_Passage shown_.
--- START ---

Transformers for 3D medical image analysis: a systematic review of architectural innovations, performance, and clinical applications
摘要
The growing integration of Transformer-based architectures into 3D medical image analysis has driven significant advances across segmentation, classification, detection, registration, and reconstruction tasks. However, existing reviews remain fragmented, often focusing on 2D medical image analysis or specific modalities or tasks without providing a comprehensive, structured synthesis of architectural innovations, benchmark performance, and clinical applicability. This systematic review addresses these gaps by following the PRISMA 2020 framework to systematically evaluate 138 peer-reviewed studies published between January 2017 and December 2025, identified across Scopus, Web of Science, and PubMed. We evaluate Transformer-based and hybrid CNN–Transformer architectures across major 3D imaging modalities; MRI, CT, PET, and ultrasound using a structured five-question research framework addressing architectural evolution, benchmark performance, modality-specific trends, methodological rigour, and reproducibility. To quantify methodological progress beyond performance metrics, we introduce an Architectural Innovation Score grounded in a component-level innovation encoding scheme. Our analysis reveals a clear dominance of hybrid CNN–Transformer architectures, with MRI representing the most extensively studied modality. Multimodal imaging achieves the highest normalized mean performance, followed by MRI, CT, and ultrasound. Emerging paradigms, including State Space Models and diffusion-based Transformers, show promise but remain underexplored. Despite strong benchmark results, critical limitations persist, including insufficient external validation, limited code availability, and inconsistent reporting practices.

--- END ---

_Exercise requirements_.
1/ Why does the abstract say the authors introduce an Architectural Innovation Score? Answer in one to three sentences.
2/ According to the abstract, how many peer-reviewed studies did the systematic review evaluate?

_Data excerpts_.
--- START ---

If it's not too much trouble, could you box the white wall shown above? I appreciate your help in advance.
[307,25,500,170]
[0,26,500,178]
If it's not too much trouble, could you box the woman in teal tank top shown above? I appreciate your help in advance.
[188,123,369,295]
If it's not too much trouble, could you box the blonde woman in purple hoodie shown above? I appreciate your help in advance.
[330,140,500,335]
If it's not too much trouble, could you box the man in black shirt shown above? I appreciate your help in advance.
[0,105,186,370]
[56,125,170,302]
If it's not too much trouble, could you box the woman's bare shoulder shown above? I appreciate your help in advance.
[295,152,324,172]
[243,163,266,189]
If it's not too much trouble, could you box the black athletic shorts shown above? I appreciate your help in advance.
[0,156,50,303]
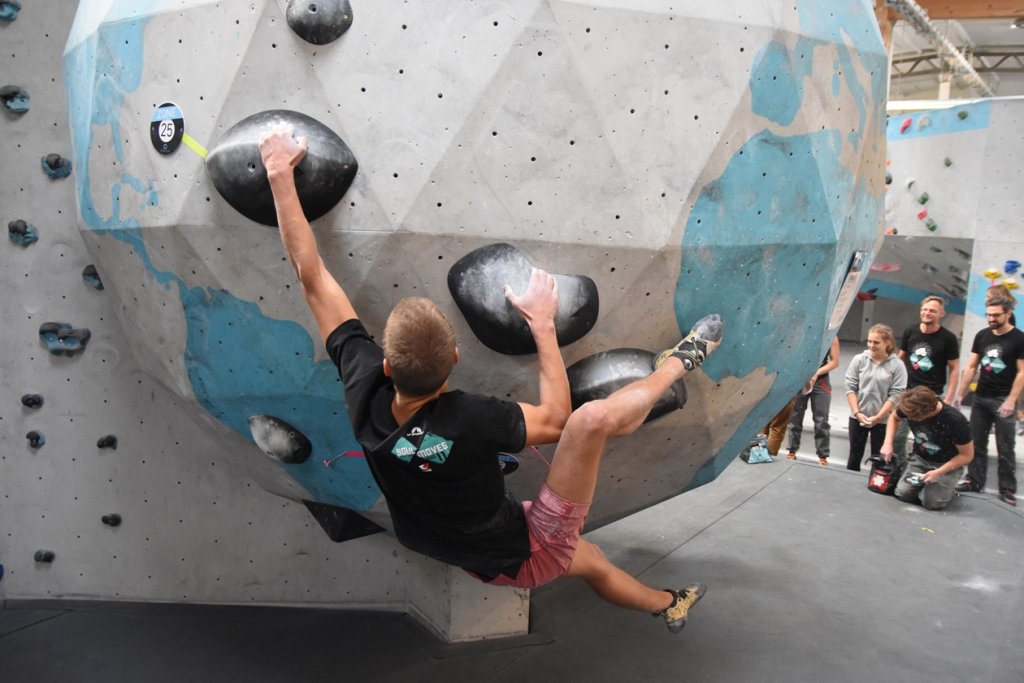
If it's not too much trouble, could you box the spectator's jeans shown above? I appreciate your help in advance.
[846,417,886,472]
[967,394,1017,494]
[790,382,831,458]
[893,420,910,468]
[896,454,964,510]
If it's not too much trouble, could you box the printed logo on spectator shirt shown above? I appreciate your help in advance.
[910,344,934,373]
[981,346,1007,375]
[391,427,452,472]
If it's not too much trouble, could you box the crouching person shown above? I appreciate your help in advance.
[882,386,974,510]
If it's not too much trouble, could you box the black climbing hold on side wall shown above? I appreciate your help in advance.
[566,348,686,422]
[249,414,313,465]
[0,0,22,24]
[206,110,358,226]
[39,154,71,178]
[7,218,39,247]
[39,323,92,357]
[82,263,103,290]
[0,85,29,114]
[302,501,384,543]
[285,0,352,45]
[566,348,686,422]
[22,393,43,408]
[447,243,598,355]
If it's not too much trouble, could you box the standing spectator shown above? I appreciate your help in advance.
[846,325,906,472]
[955,297,1024,505]
[882,385,974,510]
[893,296,959,469]
[786,337,839,465]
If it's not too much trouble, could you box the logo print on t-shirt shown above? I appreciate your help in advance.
[391,427,452,472]
[910,344,935,373]
[981,346,1007,375]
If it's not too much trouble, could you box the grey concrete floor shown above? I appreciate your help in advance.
[0,339,1024,683]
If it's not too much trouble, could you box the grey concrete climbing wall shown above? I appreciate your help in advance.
[2,0,886,643]
[886,97,1024,350]
[0,2,495,633]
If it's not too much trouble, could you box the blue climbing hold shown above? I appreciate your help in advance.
[39,323,92,357]
[7,218,39,247]
[0,85,29,114]
[39,154,71,178]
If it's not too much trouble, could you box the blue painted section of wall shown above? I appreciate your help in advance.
[860,278,967,315]
[675,0,887,487]
[886,99,992,143]
[65,0,380,510]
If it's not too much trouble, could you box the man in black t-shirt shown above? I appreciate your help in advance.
[955,297,1024,505]
[882,385,974,510]
[259,124,722,632]
[890,296,959,466]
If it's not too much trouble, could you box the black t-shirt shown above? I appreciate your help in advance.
[327,319,529,578]
[899,325,959,396]
[896,403,971,465]
[971,328,1024,398]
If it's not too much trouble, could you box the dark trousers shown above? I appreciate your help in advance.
[846,418,886,472]
[790,382,831,459]
[967,394,1017,494]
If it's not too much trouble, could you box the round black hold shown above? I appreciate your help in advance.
[447,243,598,355]
[566,348,686,422]
[82,263,103,291]
[285,0,352,45]
[206,110,358,226]
[22,393,43,408]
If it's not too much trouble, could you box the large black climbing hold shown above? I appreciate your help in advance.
[566,348,686,422]
[39,154,71,178]
[285,0,352,45]
[7,218,39,247]
[0,85,29,114]
[82,263,103,291]
[302,501,384,543]
[449,244,598,355]
[22,393,43,408]
[249,414,313,465]
[206,110,357,225]
[39,323,92,357]
[0,0,22,24]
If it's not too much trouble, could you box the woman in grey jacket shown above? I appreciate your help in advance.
[846,325,906,472]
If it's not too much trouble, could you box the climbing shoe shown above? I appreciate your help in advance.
[654,313,724,371]
[653,584,708,633]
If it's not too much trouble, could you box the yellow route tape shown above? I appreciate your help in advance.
[181,133,209,159]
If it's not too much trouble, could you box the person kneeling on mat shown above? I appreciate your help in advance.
[882,386,974,510]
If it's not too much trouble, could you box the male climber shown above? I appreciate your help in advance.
[259,123,722,632]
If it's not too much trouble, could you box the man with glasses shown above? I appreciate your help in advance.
[954,297,1024,505]
[893,296,959,469]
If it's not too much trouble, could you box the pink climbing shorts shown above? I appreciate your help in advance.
[490,484,590,588]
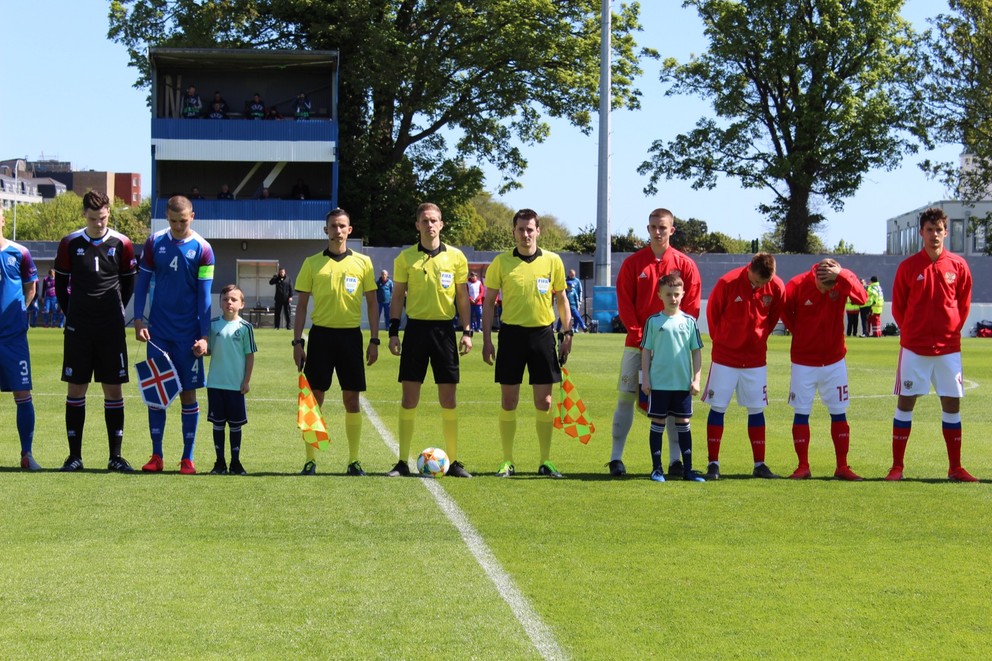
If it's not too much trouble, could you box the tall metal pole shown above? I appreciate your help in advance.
[593,0,613,286]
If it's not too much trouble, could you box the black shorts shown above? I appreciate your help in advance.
[62,324,128,385]
[207,388,248,427]
[303,326,365,392]
[399,319,458,383]
[496,324,561,386]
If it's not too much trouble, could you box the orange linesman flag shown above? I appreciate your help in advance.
[296,372,331,450]
[555,367,596,443]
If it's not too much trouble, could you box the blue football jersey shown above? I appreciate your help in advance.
[138,229,214,341]
[0,241,38,337]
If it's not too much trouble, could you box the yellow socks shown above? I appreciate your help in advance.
[344,411,362,464]
[534,406,555,464]
[499,409,517,462]
[399,406,417,461]
[441,409,458,461]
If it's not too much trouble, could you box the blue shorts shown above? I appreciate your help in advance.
[0,333,31,392]
[648,390,692,418]
[207,388,248,427]
[148,339,203,390]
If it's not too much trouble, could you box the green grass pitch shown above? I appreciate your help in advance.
[0,329,992,659]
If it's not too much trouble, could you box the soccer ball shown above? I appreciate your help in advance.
[417,448,451,477]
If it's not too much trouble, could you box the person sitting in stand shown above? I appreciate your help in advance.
[292,177,310,200]
[245,92,265,119]
[207,101,227,119]
[293,92,312,119]
[179,85,203,119]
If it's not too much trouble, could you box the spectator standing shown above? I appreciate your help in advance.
[375,269,393,325]
[270,269,293,330]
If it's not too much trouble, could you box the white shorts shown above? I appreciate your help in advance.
[894,348,964,398]
[617,347,641,392]
[789,358,851,415]
[702,363,768,411]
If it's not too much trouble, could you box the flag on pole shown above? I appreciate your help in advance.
[555,367,596,443]
[134,352,182,409]
[296,372,331,450]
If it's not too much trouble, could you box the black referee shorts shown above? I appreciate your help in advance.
[496,324,561,386]
[303,326,365,392]
[399,319,458,383]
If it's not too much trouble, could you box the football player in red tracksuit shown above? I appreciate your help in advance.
[885,207,978,482]
[782,259,868,480]
[609,209,702,477]
[702,252,785,480]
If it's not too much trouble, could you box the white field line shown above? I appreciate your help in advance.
[362,395,568,659]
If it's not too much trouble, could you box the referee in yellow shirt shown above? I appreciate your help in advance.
[293,209,379,476]
[482,209,572,477]
[386,202,472,477]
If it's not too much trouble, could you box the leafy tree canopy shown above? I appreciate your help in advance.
[109,0,640,245]
[639,0,920,252]
[4,191,151,246]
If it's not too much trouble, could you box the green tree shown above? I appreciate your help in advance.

--- END ---

_Replies_.
1/ The authors introduce it to quantify methodological progress beyond performance metrics. The score is grounded in a component-level innovation encoding scheme.

2/ 138 peer-reviewed studies.